◆ **Supplied material**:
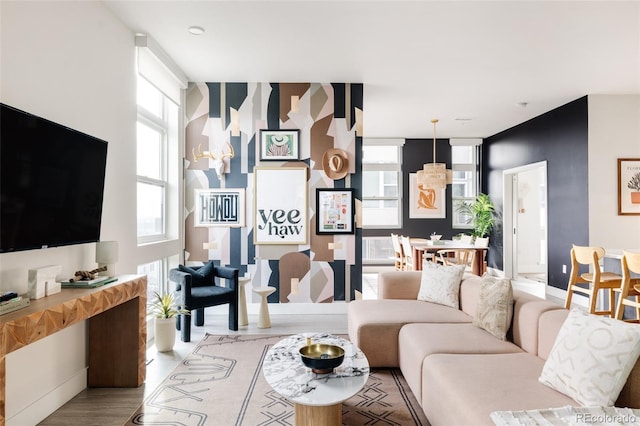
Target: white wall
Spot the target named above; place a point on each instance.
(72, 63)
(614, 132)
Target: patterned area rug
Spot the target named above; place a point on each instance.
(221, 383)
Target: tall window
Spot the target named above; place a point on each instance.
(464, 164)
(157, 128)
(382, 183)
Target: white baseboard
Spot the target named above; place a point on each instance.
(43, 407)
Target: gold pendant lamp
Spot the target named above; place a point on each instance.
(434, 175)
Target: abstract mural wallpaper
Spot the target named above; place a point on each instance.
(223, 143)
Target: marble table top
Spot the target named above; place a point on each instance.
(284, 371)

◆ **Goal**:
Can you copy out the lines, beginning at the one that contains "Target: abstract mural wallpaper" and stopping after the last line, with every point coordinate shifted by -128 and all other lines kept unchanged?

◆ **Written response**:
Target: abstract mural wallpaper
Spot the target named above; place a point on each instance.
(95, 15)
Target: marble table top
Spot the target named above; place a point on each instance.
(156, 243)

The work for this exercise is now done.